Aim of the exercise: Rewrite the data below as a numbered list, leaving out any blank lines.

Extracted material:
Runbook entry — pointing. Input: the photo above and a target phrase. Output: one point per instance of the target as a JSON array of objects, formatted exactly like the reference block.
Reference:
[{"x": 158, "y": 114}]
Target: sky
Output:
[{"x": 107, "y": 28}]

Expected output:
1. Runbook entry — pointing. Input: the photo above and a target phrase. Output: one point per instance of the target as a JSON array of objects, formatted exactly like the reference block.
2. Reference:
3. [{"x": 158, "y": 114}]
4. Target: sky
5. Output:
6. [{"x": 107, "y": 28}]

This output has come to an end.